**Your assignment**
Please give the data again in full, exactly as it reads.

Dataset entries
*-*-*
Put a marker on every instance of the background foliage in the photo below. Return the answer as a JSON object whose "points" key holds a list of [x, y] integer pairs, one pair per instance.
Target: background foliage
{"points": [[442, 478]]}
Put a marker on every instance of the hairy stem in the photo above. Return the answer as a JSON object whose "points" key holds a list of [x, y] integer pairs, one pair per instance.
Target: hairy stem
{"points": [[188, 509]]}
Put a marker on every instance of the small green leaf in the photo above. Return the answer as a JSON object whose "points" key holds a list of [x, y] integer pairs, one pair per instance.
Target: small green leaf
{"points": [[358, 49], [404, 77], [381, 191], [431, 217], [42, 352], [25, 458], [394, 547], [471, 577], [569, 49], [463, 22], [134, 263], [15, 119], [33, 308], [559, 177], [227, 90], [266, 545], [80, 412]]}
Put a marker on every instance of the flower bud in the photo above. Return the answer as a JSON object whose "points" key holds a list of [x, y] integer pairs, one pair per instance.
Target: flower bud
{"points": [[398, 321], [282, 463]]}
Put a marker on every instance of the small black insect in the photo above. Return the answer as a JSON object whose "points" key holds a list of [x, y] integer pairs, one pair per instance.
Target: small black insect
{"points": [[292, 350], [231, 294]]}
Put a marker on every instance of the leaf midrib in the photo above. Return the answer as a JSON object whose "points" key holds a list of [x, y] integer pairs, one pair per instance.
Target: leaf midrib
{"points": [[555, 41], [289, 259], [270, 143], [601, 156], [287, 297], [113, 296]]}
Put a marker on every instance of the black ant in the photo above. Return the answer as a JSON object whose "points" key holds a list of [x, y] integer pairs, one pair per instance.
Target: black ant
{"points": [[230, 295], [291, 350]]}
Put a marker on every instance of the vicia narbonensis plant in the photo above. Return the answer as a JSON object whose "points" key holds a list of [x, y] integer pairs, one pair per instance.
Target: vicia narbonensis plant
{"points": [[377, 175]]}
*-*-*
**Response to the exercise**
Put a marker on every instance of the background foliage in the photo below. Return the answer as a JSON object whose "points" key holds a list of [x, y] integer pairs, one pair per instance.
Target: background foliage
{"points": [[442, 478]]}
Put a marker on every instance of the hairy stem in the photo above. Return the answer as a JSON object whose "points" key holds a list of [x, y] integer pairs, one pair per instance.
Target: hairy stem
{"points": [[188, 509]]}
Put a marker on every instance of the small green leaf in the photo above. Return the answer as a JSON object whose "points" key holds a list of [x, y] integer pairs, one pair per instance.
Target: small green leaf
{"points": [[358, 49], [404, 77], [381, 191], [431, 217], [42, 352], [25, 458], [394, 547], [471, 577], [569, 49], [463, 22], [134, 263], [15, 119], [33, 308], [559, 177], [227, 90], [266, 545], [80, 412]]}
Put a marker on every instance of the flower bud in the photo above. Return the answer as a JSON object whose "points" key holds a list of [x, y] integer pairs, one pair per instance.
Target: flower bud
{"points": [[398, 321], [282, 463]]}
Put a marker on every instance of the small black insect in the photo above. Return the answer as a JSON object whose "points" key holds a list of [x, y] integer pairs, one pair per instance.
Target: small black insect
{"points": [[292, 350], [231, 294]]}
Put a marker on every instance of the leaf midrib in the photo above. Return the answer as a JSON object whose "points" key holds a list of [x, y] integer pairs, one pair per instance.
Target: leaf midrib
{"points": [[555, 41], [289, 259], [270, 143], [601, 156], [287, 297], [113, 296]]}
Put a marker on every instance of the black ant in the photo above. Return the answer as a JSON object whose "points" key holds a list of [x, y] integer pairs, one pair per instance.
Target: black ant
{"points": [[230, 295], [291, 350]]}
Put a marker on every instance of the vicia narbonensis plant in the photo above. Return the answer as a JSON object whose "points" key holds a list of [x, y] integer pairs, one pair per instance.
Target: vicia narbonensis plant
{"points": [[377, 175]]}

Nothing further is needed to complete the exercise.